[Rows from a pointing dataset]
— Begin —

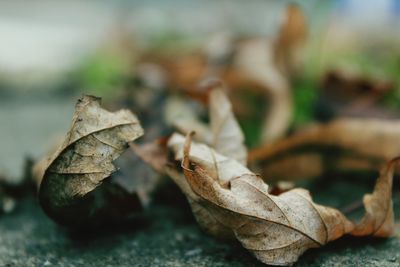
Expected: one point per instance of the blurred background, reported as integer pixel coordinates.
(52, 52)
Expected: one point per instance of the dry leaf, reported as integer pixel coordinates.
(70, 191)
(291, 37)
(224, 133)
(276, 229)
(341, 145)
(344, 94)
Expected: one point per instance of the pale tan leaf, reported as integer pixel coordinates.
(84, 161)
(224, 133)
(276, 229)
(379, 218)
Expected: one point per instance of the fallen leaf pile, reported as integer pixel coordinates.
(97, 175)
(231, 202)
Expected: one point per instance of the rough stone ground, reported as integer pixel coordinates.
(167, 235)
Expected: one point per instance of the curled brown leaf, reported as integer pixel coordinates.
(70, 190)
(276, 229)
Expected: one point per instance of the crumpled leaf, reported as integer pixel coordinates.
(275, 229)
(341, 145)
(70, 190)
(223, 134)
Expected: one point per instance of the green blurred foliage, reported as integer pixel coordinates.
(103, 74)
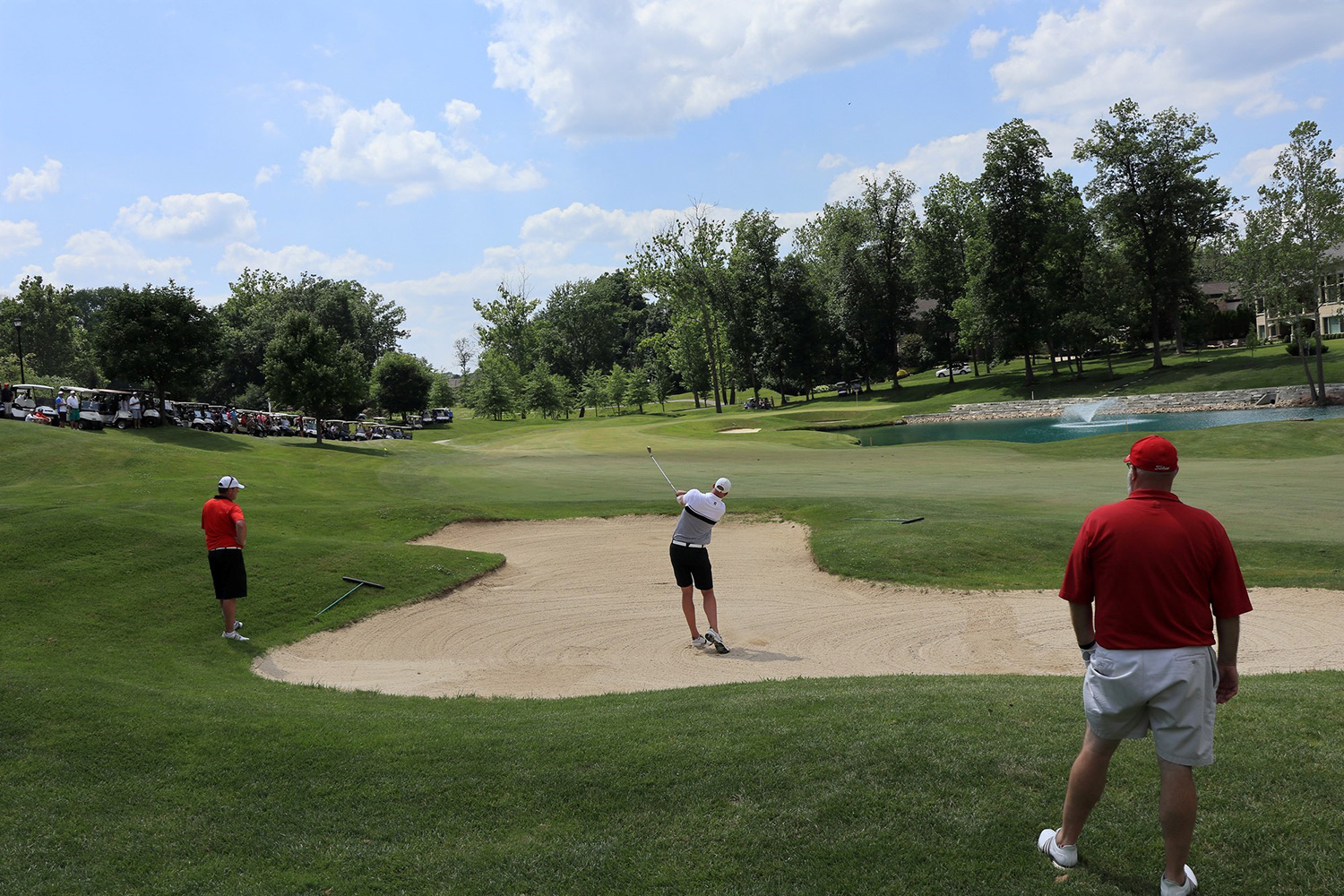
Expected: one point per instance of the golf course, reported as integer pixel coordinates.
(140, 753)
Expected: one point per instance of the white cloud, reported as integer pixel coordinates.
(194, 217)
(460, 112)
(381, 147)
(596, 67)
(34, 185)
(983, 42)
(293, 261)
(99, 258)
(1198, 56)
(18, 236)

— End —

=== WHAT TO PRODUCE ===
Return word for word every line from the one containing "Expected: one point per instance of the curled" through the last of the rows, counting both ends. Leave the pictures out of your answer.

=== SOLVED EXERCISE ===
Expected: one point per instance of the curled brown leaf, reported as integer pixel coordinates.
(70, 190)
(276, 229)
Expected: one point per instance of the crumpled leaf, reported as integer pixel coordinates.
(275, 229)
(341, 145)
(70, 190)
(223, 134)
Expected: one point per instance of the green blurred foliage, reported as integer pixel coordinates.
(103, 74)
Expected: one point per instance of the golf course, reported as integer pixel coordinates.
(140, 753)
Expected: one point per instance of the white cloud, reported as integer pixel coordinates.
(194, 217)
(460, 112)
(381, 147)
(596, 67)
(34, 185)
(983, 42)
(293, 261)
(99, 258)
(1198, 56)
(18, 236)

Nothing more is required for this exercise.